DOCUMENT PASSAGE:

------------------------------------------------------------------------

Looking for an easy way to become a millionaire?
Our generation has things pretty easy. Our parents grew up thinking that their employer and their government would take care of them in retirement. The only vehicles for tax-deferred retirement savings were expensive annuities and life insurance contracts.
We’re very fortunate. Instead of living years under a false pretence, we realize at a young age that saving for retirement is our own responsibility.
One of the smartest and simplest ways to build wealth over your lifetime will be in a Roth IRA.
This is the beginning of a 3-Part series on the Roth IRA.
What Is A Roth IRA?
A Roth IRA isn’t an investment; a Roth IRA is an account that you’re entitled to put money into. The money contributed gets invested in things like stocks and bonds and grows tax-free over your lifetime.
The biggest advantage of the Roth IRA is the tax-free growth. Compared to a Traditional IRA or 401K, there are no taxes once the money is withdrawn after a certain age.

------------------------------------------------------------------------

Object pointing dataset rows
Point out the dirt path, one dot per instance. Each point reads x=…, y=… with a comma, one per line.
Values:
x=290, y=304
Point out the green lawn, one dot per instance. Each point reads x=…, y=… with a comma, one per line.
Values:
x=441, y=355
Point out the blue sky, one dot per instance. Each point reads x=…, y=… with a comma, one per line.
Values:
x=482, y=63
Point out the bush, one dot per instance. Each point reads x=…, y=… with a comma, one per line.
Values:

------------------------------------------------------------------------

REQUIREMENT 1:
Answer these questions about the Roth IRA passage:
(a) What were the only vehicles for tax-deferred retirement savings when the previous generation grew up?
(b) What does the passage call the biggest advantage of the Roth IRA?
(c) What does money contributed to a Roth IRA get invested in?
REQUIREMENT 2: Carry on the Roth IRA passage from the point where it stops.

FINAL ANSWER 1:
(a) Expensive annuities and life insurance contracts.
(b) The tax-free growth.
(c) Things like stocks and bonds.

FINAL ANSWER 2:
The tax-free growth makes a dramatic difference when compared to investing outside of a Roth IRA.
IRA VS Taxable Account
Roth | Taxable | |
---|---|---|
Age | 20 | 20 |
Marginal Tax Rate | 25% | 25% |
Rate of Return | 10% | 10% |
Yearly Contribution | $5,000 | $5,000 |
Total at 65 | $3,953,977 | $1,784,847 |
Here’s the calculator, so you can see the difference.
Difference Between Roth IRA and Traditional IRA
For the majority of us, there are two types of IRAs; Traditional and Roth. In a Traditional IRA, in the year you contribute money you receive a tax-deduction. When you withdraw your contributions, your entire withdrawal including the principal, is taxed as ordinary income.
There is no current year deduction for contributing towards a Roth IRA. However, no portion of your withdrawal is taxed after you get to a certain age. This is the primary difference between a Roth IRA and Traditional IRA.
There is much debate when it comes to which IRA is a better. I will argue that for 99% of Gen Y investors, a Roth IRA is a better investment.
Unless you’re planning on making less or Congress reducing taxes, your tax rate is going to go up over your lifetime. Chances are your current income tax rates are as low as they will be in quite some time. Therefore, it makes sense to pay a little more in taxes now (by forgoing the current year tax deduction you get from a Traditional IRA) than running the risk of paying huge amounts of tax down the road.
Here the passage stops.